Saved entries
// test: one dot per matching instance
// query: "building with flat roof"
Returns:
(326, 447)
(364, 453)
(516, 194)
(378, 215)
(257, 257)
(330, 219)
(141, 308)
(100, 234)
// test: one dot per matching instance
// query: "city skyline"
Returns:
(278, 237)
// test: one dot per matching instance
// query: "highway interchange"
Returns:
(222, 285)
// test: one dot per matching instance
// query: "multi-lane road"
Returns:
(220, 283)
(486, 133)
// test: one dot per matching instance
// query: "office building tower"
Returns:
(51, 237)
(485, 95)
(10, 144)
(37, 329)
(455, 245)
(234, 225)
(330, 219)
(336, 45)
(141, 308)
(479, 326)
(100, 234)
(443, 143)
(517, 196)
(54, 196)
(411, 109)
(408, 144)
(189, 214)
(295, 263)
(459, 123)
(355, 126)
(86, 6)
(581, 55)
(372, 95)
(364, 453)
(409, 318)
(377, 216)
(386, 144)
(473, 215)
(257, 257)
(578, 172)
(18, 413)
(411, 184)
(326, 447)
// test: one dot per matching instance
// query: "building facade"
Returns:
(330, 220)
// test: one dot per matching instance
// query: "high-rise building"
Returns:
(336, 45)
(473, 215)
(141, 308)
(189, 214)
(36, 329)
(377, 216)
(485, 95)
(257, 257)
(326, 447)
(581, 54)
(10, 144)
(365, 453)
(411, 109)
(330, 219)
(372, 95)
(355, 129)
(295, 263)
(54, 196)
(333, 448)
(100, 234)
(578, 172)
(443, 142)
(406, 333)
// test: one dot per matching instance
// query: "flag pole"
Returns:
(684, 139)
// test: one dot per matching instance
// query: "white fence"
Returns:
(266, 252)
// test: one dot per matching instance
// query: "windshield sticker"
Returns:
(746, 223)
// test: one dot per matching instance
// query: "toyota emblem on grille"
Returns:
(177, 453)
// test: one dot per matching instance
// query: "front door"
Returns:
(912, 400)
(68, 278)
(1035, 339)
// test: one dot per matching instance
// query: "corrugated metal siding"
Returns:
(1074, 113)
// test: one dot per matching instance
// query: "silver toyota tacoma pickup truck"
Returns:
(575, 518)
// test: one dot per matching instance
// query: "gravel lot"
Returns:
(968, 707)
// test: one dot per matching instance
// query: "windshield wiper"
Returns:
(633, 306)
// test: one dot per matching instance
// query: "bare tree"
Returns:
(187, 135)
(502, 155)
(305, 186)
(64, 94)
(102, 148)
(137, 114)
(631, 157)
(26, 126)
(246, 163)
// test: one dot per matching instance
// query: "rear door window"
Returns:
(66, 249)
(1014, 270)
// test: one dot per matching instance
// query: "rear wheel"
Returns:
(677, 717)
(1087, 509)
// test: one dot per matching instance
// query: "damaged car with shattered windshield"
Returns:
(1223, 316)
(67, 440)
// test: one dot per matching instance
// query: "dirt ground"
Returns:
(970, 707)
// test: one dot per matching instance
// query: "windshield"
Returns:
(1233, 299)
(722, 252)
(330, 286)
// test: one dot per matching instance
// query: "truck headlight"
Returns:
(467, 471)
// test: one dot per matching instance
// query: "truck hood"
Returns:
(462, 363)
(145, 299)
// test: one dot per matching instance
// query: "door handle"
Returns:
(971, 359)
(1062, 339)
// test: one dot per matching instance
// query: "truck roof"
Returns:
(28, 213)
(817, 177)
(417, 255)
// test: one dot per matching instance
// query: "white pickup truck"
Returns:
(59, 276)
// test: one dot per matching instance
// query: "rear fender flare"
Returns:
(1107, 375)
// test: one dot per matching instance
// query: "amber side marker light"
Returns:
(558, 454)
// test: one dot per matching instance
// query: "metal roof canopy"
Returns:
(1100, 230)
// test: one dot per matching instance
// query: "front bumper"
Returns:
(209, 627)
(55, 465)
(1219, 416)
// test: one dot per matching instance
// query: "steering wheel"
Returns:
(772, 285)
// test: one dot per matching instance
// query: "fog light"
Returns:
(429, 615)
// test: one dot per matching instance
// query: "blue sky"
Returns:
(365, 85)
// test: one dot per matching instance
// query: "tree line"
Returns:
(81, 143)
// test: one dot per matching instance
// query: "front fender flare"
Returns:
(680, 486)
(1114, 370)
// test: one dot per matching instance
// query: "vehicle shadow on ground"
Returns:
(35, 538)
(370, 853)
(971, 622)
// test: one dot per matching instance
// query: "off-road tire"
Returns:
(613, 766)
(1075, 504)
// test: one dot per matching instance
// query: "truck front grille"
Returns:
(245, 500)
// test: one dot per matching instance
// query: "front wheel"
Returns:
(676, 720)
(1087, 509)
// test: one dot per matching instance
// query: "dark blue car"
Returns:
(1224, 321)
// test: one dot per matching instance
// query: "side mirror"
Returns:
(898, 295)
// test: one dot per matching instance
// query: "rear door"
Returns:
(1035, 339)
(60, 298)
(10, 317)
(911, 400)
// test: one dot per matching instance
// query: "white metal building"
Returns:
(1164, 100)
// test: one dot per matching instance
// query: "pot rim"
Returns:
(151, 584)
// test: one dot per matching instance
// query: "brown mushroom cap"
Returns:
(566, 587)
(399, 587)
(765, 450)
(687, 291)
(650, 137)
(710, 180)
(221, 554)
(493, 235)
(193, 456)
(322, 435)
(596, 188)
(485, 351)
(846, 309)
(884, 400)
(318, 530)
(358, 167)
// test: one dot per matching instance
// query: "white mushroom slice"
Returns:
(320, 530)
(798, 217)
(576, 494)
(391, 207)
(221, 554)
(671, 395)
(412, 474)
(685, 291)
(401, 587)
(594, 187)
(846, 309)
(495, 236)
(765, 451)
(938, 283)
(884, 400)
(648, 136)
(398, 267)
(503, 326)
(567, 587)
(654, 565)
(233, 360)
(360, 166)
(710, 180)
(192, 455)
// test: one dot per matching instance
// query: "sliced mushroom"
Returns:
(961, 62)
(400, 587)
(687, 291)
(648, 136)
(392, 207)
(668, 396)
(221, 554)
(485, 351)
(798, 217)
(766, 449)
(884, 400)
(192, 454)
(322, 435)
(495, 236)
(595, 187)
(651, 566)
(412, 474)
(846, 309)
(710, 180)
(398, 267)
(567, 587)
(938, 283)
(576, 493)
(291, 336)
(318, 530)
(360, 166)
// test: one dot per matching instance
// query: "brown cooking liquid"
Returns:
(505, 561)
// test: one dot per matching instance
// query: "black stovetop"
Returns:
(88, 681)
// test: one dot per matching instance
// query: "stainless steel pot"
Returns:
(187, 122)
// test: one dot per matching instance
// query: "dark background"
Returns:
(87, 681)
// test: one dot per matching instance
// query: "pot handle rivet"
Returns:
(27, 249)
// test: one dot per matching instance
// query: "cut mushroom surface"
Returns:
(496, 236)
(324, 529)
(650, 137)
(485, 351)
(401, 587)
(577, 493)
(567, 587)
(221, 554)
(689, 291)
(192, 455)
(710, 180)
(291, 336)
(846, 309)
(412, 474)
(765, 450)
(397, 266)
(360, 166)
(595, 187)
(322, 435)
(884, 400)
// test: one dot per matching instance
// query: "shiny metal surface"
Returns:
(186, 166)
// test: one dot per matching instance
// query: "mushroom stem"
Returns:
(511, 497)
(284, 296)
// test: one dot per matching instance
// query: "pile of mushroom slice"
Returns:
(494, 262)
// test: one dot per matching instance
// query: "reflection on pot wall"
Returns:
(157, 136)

*WHAT TO DO:* Count lines above containing "rear" and report only the total.

*TASK SOLUTION:* 4